(Pointing records for named objects)
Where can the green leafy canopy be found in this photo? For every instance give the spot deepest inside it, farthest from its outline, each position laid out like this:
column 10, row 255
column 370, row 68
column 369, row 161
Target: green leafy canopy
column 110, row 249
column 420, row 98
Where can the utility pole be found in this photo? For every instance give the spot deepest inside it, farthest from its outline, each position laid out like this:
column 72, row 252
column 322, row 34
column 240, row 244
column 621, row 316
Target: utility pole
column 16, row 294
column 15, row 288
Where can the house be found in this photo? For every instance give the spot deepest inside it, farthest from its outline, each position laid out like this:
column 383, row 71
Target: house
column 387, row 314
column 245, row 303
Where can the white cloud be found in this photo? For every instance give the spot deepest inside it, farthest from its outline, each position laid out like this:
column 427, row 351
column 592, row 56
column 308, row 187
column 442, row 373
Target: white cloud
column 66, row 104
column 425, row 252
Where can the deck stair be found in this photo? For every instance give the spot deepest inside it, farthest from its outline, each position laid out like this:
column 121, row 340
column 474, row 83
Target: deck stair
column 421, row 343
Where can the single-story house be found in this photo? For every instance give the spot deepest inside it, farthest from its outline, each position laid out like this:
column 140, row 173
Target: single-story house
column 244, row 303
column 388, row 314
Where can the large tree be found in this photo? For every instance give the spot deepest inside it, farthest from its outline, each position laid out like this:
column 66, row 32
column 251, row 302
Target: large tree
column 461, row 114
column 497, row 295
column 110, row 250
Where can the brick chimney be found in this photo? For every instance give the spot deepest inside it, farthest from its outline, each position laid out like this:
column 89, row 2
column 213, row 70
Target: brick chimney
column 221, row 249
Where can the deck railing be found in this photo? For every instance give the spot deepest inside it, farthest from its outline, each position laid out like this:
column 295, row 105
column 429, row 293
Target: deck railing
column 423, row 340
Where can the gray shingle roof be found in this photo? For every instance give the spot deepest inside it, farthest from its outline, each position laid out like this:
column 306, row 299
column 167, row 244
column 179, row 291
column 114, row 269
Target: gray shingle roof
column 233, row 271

What the task requires: Reproduce all of the material above verbatim, line for line.

Reply to the task:
Where can the green leafy canopy be found in this photo? For every instance give the spot deepest inside it, farthest from its outline, each position laid out like this:
column 10, row 255
column 370, row 68
column 369, row 161
Target: green leafy canopy
column 110, row 249
column 420, row 98
Where can the utility pole be found in this photo? For every instance give the spot deepest inside it, farthest from its outline, each position laid out like this:
column 72, row 252
column 322, row 34
column 240, row 244
column 621, row 316
Target: utility pole
column 16, row 294
column 15, row 288
Where can the house be found in this photo? For every instance give the spot deepest inside it, farthest from its outline, each position laid out like this:
column 383, row 71
Target: house
column 387, row 314
column 245, row 303
Where can the white cloud be found in this photo? For every instance give the spot deepest inside it, farthest from its outline, each position laid out like this:
column 427, row 351
column 592, row 56
column 308, row 187
column 442, row 373
Target: white cloud
column 66, row 104
column 425, row 252
Where can the deck stair be found in this photo? For every instance give the spot deepest inside it, farthest from its outline, each position laid out like this:
column 121, row 340
column 474, row 83
Target: deck stair
column 421, row 343
Where can the single-story house be found in this photo? For every instance give the spot deepest inside it, farthest from its outline, each position laid out like this:
column 140, row 173
Target: single-story house
column 244, row 303
column 388, row 314
Where can the large tree be found in this photo? For every instance give the spot deepest inside it, farthest from its outline, each position laid out like this:
column 66, row 32
column 251, row 302
Target: large tree
column 461, row 114
column 497, row 295
column 110, row 250
Where can the brick chimney be found in this photo? For every instance give the spot deepest inside it, farthest from its outline, each position laid out like this:
column 89, row 2
column 213, row 70
Target: brick chimney
column 221, row 249
Where can the deck railing be found in this photo? For every instance give the spot deepest inside it, farthest from its outline, each position laid out like this:
column 295, row 105
column 429, row 293
Target: deck railing
column 423, row 340
Where can the gray shingle roof be found in this photo? For every instance give the spot deepest inside it, farthest from its outline, each position laid out like this:
column 306, row 299
column 167, row 244
column 179, row 291
column 114, row 269
Target: gray shingle roof
column 233, row 271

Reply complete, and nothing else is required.